::: Record list :::

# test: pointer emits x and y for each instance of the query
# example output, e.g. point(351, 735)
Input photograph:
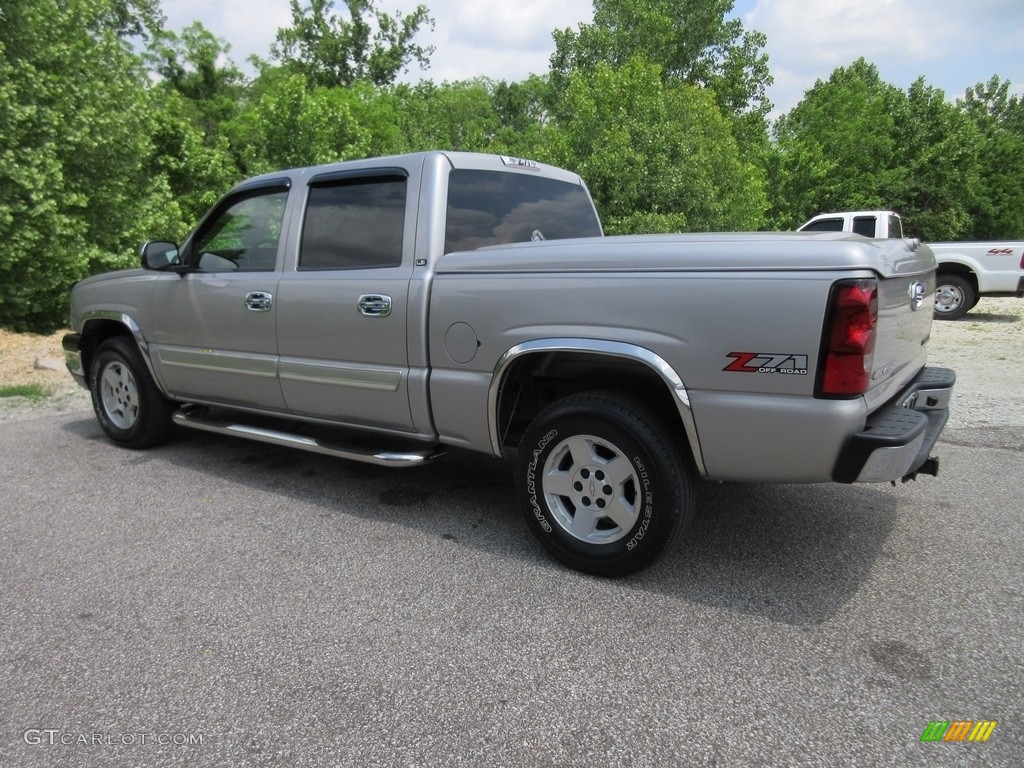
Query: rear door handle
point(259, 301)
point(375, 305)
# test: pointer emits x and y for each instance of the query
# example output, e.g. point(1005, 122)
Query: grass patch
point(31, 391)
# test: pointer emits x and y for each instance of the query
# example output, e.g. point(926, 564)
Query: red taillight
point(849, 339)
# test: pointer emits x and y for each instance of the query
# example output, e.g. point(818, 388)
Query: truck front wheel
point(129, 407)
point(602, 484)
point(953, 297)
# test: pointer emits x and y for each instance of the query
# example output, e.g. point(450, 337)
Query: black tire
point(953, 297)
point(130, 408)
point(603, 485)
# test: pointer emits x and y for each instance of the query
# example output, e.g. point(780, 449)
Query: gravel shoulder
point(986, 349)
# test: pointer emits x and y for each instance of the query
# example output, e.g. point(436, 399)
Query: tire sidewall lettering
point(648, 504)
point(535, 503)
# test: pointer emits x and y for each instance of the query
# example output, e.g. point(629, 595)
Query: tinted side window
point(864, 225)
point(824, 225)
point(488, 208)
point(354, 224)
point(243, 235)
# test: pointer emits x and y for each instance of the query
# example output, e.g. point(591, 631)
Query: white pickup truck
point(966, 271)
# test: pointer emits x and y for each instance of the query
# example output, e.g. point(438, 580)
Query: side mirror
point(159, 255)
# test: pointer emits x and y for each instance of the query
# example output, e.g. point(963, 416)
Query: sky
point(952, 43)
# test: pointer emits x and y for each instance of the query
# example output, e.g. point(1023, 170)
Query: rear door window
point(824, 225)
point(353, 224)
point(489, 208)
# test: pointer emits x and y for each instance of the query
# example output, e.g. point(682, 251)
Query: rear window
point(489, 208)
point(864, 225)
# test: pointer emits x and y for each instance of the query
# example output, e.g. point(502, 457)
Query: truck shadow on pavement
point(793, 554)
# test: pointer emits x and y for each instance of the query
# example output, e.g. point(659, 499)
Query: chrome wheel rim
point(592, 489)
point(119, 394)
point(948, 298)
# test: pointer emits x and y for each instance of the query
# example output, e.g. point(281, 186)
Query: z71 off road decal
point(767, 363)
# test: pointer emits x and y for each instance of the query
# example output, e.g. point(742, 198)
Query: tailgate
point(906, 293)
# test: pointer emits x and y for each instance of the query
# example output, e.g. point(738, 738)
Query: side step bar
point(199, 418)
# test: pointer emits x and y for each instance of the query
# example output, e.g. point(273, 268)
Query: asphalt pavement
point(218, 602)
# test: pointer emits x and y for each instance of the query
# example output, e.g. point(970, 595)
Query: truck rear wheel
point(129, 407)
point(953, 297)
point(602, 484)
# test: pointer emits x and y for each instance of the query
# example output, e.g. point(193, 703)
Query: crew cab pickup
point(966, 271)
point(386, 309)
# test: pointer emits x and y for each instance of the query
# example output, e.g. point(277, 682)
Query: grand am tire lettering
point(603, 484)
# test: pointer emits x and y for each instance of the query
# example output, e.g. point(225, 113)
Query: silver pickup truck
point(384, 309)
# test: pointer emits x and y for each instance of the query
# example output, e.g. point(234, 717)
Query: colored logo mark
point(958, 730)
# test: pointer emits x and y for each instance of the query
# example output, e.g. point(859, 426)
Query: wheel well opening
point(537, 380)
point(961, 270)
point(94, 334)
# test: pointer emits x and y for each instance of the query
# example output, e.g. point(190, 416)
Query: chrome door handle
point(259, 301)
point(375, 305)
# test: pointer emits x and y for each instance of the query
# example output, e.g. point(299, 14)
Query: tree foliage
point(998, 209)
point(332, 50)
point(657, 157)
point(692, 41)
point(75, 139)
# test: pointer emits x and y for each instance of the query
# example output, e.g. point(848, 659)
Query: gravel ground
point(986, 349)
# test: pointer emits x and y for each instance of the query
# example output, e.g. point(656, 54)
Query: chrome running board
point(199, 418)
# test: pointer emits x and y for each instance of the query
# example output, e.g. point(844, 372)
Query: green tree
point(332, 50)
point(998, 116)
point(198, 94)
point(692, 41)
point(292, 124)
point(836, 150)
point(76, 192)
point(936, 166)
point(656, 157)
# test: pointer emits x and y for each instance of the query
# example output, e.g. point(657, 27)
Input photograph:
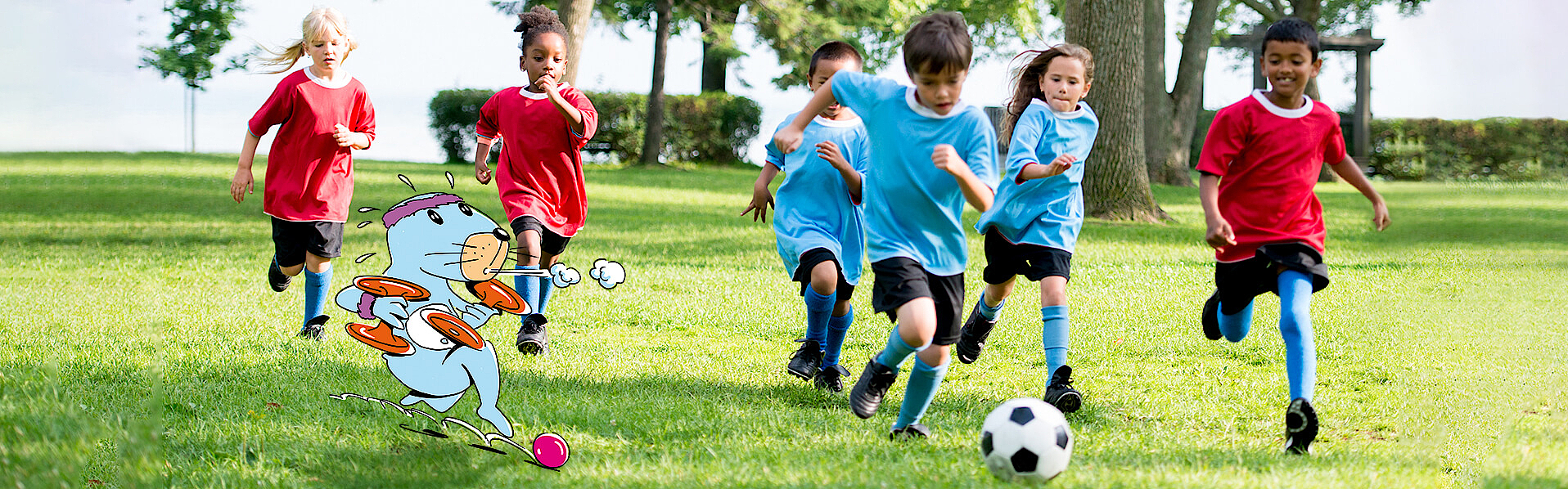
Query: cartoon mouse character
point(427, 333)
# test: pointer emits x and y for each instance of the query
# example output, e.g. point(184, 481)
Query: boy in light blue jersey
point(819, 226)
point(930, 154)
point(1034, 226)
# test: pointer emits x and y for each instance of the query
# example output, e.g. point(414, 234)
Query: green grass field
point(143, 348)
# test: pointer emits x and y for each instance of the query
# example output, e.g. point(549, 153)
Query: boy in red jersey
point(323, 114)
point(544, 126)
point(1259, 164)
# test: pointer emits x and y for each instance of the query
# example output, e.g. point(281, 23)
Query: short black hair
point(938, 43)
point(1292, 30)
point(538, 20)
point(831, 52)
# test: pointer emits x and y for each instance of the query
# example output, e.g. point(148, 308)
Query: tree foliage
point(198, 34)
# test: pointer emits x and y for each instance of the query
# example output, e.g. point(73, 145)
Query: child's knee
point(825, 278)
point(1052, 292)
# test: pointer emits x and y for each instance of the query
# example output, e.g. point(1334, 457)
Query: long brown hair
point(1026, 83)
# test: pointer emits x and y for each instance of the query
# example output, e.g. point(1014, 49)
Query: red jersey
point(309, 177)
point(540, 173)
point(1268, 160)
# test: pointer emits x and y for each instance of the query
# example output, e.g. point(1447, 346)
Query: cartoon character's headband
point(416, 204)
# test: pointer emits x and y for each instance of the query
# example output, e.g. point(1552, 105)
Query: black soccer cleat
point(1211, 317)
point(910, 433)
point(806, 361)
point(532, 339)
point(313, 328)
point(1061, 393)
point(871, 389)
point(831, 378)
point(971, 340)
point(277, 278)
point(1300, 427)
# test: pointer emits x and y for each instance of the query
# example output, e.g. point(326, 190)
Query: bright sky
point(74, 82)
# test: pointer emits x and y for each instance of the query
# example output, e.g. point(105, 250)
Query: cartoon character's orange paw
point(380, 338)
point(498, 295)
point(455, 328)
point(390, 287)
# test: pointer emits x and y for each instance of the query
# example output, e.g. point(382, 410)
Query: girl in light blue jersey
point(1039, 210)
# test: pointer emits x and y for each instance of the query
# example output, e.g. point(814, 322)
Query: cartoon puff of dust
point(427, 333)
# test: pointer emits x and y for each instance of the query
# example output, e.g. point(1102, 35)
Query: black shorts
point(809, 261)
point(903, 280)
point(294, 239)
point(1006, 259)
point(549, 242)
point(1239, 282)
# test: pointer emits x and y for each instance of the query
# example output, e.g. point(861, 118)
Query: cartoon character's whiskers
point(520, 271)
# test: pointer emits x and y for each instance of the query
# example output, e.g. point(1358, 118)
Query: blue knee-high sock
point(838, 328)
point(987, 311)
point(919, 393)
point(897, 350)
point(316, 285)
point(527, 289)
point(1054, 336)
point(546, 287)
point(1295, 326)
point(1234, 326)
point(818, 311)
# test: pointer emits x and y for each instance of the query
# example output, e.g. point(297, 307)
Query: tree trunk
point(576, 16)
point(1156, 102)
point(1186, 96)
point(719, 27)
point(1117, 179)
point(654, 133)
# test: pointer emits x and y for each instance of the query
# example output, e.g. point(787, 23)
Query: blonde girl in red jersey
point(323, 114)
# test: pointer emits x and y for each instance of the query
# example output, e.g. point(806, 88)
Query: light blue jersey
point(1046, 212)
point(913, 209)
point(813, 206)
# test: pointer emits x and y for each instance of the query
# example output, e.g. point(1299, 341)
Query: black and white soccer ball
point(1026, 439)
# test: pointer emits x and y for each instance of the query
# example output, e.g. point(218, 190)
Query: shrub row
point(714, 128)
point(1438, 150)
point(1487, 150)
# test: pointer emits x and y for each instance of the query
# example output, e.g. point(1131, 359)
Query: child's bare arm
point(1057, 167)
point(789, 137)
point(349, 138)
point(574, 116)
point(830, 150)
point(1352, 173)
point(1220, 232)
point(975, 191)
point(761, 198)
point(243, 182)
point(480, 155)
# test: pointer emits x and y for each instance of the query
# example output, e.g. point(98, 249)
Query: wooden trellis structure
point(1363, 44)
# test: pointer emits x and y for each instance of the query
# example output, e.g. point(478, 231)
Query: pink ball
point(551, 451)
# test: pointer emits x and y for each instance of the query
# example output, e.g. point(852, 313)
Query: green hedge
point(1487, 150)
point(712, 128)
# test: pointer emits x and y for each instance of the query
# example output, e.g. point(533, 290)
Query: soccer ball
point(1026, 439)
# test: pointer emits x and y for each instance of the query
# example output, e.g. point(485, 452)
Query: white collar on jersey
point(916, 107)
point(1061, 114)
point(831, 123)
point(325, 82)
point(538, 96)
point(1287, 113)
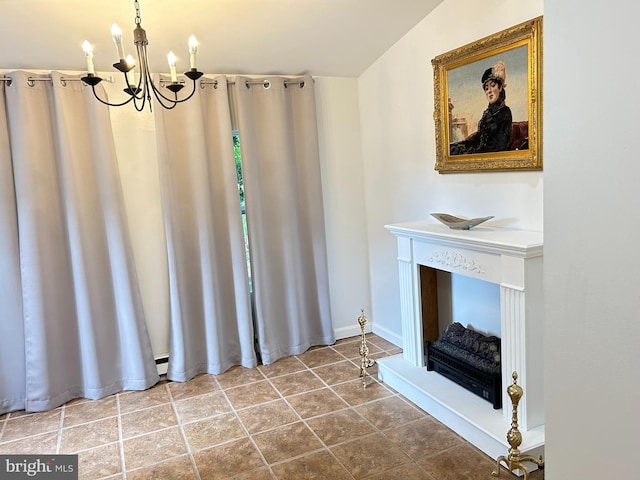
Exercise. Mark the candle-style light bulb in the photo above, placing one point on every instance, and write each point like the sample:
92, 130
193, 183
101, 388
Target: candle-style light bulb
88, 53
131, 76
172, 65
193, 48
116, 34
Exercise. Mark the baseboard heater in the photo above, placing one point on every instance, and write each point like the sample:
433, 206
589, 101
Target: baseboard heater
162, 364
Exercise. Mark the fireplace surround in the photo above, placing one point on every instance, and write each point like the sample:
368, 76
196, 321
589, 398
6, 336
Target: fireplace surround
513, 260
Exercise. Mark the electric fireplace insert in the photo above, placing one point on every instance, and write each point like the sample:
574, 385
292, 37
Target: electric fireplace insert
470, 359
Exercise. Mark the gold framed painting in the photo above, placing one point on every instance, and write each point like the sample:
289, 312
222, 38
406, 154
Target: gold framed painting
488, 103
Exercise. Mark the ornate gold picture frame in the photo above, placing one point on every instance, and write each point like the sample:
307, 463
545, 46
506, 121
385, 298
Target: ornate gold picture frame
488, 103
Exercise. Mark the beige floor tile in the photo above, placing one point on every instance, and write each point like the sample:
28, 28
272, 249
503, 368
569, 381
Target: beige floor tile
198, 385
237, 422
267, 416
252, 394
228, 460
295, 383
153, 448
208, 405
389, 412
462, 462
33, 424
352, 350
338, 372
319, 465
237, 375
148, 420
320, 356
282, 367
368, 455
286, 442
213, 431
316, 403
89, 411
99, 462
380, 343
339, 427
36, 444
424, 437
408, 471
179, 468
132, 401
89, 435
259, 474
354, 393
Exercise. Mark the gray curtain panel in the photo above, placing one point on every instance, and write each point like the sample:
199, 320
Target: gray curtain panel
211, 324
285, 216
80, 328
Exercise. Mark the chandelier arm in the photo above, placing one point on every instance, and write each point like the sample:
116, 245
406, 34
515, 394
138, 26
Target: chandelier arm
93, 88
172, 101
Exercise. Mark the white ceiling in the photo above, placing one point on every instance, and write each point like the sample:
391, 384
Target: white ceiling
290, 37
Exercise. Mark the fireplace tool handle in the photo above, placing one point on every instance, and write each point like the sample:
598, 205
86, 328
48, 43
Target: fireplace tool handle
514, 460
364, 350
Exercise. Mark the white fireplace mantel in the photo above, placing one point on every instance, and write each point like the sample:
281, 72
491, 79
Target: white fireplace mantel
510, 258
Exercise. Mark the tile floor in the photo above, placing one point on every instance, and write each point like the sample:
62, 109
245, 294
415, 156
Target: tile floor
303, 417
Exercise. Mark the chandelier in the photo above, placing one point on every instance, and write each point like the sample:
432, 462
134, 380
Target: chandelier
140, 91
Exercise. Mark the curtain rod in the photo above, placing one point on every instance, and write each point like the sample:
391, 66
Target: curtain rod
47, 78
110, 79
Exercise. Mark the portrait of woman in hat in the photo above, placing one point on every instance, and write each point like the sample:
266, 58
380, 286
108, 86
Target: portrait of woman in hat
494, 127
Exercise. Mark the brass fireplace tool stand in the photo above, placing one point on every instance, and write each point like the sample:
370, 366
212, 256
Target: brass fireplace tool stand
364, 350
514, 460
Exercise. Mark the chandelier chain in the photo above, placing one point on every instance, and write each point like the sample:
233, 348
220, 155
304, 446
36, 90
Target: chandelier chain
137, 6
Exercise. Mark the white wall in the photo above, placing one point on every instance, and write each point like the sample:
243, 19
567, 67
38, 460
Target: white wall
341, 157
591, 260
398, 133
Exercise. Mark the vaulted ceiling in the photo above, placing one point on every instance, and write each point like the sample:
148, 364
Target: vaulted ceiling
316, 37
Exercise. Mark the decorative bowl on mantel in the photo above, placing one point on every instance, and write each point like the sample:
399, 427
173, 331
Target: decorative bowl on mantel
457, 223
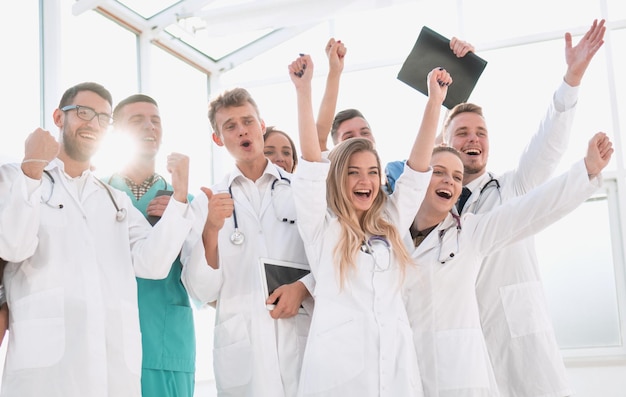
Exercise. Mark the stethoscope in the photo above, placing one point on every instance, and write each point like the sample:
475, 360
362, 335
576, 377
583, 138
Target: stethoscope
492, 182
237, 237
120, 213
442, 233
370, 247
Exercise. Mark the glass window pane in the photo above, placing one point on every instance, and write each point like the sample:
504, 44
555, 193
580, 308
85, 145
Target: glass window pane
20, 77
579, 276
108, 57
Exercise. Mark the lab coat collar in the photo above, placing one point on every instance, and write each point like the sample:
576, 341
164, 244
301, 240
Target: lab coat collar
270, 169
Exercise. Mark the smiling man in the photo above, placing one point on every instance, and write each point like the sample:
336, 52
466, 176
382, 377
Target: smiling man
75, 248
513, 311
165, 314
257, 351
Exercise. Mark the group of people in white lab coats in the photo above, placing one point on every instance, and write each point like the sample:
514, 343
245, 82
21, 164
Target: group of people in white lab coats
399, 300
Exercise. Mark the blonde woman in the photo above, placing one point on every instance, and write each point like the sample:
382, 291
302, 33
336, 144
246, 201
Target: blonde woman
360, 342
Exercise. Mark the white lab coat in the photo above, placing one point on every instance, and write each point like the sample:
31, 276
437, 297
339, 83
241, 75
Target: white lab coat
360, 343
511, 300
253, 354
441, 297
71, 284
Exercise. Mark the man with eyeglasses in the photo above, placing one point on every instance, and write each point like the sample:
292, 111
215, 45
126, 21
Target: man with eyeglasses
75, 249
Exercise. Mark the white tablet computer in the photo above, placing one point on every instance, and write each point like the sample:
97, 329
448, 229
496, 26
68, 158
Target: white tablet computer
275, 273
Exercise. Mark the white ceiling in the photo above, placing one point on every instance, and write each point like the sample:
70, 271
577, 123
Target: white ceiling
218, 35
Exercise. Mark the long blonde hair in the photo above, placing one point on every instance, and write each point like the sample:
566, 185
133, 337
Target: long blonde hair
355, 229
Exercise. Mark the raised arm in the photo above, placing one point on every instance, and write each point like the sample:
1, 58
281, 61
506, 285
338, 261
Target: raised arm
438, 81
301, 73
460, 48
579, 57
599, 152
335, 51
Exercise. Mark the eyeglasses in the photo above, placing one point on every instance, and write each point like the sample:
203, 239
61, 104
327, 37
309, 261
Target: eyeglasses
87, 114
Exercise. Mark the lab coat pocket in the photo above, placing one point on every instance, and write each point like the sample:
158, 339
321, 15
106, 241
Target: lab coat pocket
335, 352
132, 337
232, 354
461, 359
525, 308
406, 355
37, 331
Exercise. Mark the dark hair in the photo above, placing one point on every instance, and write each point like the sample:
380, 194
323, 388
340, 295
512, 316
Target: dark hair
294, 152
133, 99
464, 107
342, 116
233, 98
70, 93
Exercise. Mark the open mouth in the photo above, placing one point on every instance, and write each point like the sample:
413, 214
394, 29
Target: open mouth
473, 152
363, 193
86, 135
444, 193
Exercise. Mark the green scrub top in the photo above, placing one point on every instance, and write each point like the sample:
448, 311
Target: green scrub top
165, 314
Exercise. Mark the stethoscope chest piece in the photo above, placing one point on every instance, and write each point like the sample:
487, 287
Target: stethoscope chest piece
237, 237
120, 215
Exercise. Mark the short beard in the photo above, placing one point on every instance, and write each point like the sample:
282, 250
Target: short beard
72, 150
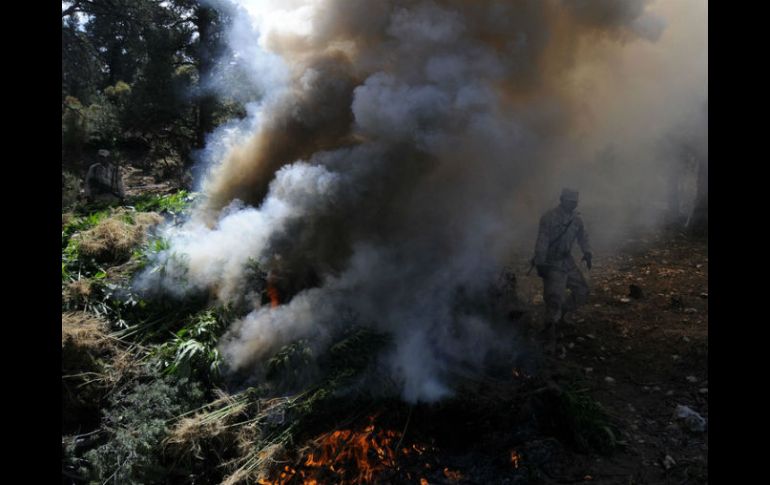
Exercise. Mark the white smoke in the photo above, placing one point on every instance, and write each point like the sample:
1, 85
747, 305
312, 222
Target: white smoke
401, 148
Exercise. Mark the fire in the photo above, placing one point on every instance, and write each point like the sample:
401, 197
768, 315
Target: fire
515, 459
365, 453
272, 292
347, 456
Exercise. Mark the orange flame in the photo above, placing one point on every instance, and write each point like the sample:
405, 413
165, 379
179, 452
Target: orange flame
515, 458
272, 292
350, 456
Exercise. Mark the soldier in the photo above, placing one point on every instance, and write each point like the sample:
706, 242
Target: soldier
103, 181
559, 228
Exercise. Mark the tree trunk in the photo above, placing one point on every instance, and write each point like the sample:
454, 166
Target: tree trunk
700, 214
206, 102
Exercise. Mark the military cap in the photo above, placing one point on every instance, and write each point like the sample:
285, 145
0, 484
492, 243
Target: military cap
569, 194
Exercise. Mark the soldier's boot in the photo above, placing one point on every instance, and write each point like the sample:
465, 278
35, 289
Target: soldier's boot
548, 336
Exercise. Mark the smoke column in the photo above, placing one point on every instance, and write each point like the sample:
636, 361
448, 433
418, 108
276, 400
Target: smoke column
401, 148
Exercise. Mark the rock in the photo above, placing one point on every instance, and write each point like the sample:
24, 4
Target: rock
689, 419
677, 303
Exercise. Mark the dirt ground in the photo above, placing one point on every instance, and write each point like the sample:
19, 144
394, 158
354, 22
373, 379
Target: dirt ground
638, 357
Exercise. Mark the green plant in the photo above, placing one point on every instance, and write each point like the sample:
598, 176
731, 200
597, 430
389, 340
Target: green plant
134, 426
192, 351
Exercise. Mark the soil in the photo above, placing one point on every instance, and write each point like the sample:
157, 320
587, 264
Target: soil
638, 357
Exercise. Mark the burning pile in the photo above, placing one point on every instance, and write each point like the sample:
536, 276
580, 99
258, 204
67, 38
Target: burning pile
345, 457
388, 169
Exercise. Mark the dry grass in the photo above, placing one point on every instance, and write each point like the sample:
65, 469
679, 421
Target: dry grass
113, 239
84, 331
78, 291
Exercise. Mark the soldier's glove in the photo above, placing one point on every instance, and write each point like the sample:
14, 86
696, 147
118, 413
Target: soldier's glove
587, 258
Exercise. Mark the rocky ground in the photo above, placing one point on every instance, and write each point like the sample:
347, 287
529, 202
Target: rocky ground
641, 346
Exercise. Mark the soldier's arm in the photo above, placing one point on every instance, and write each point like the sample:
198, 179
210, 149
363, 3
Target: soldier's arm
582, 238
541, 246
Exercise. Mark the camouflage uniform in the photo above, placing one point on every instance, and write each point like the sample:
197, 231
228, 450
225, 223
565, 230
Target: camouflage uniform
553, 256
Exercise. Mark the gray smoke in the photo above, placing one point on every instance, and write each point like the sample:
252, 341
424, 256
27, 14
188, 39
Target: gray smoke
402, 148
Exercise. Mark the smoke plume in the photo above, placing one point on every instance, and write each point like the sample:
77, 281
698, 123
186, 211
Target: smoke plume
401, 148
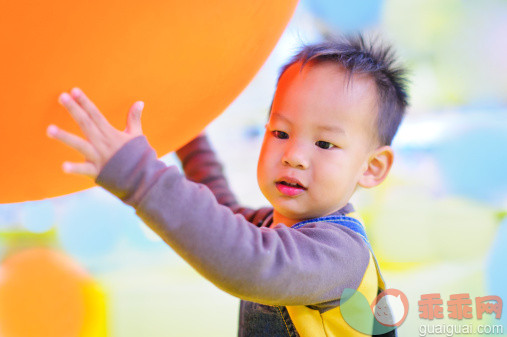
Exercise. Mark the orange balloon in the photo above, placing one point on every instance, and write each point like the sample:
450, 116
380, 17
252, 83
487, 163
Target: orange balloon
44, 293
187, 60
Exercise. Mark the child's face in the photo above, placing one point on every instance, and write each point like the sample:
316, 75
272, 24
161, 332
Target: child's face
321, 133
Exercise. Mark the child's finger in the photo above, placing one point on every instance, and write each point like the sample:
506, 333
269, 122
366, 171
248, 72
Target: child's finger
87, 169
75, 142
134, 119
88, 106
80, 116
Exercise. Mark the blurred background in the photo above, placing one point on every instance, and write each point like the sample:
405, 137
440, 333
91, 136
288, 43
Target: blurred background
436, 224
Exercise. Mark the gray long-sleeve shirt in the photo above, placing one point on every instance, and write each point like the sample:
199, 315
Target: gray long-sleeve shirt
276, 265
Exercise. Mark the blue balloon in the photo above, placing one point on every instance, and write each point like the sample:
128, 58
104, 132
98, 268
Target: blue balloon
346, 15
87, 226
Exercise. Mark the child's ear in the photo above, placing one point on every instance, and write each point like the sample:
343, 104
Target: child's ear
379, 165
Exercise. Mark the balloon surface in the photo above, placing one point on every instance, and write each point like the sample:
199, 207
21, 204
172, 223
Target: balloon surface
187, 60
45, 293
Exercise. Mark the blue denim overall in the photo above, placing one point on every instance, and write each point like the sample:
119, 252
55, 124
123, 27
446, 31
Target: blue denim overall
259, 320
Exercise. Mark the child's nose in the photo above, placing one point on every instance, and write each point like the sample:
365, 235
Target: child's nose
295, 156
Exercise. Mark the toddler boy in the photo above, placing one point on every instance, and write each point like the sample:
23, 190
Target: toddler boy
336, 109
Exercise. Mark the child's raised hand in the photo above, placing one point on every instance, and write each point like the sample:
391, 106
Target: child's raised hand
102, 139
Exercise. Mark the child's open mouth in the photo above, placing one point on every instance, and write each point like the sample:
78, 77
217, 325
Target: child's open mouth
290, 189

:::

Take the lines from the one containing "Exercise. Mark the blue balloon" to the last line of the material above and write them out exactly.

Exercise. Mark the blue balloon in the photo above, placing one point on every instance, and write each point like the sample:
128, 58
104, 132
98, 268
Target: blue balloon
346, 15
87, 226
Exercise. Mark the child's ear in the photo above, placing one point on every instance, and write each point like the sample:
343, 104
Target: child's ear
379, 165
Exercise. Mark the balloon surface in the photo above, placing one point on every instance, and write each point like the sample:
199, 207
21, 204
172, 223
Target: balloon surface
187, 60
45, 293
Exercise. Mark the blue denim overall in the photo above, placing one point on every instance, and write each point like the sample:
119, 252
55, 124
123, 27
446, 31
Target: blue denim overall
259, 320
Exercise. Mark the child's nose in the photo above, placing one point on every instance, and write each point like the sample:
365, 235
Target: child's nose
295, 156
Exercise. Mark the toddler boy in the photo above, placing one point on every instance, and write each point like the sample:
23, 190
Target: toddler boy
336, 109
Exercise. Mark the child's raised hand in the photo above, placing one point on every instance, and write each point like the sample:
391, 106
Target: child's raised hand
102, 139
Exercise. Mark the child's open mouth in the photo above, placing one point on every instance, and write each point like the sample:
78, 77
217, 325
Target: child's open mouth
290, 189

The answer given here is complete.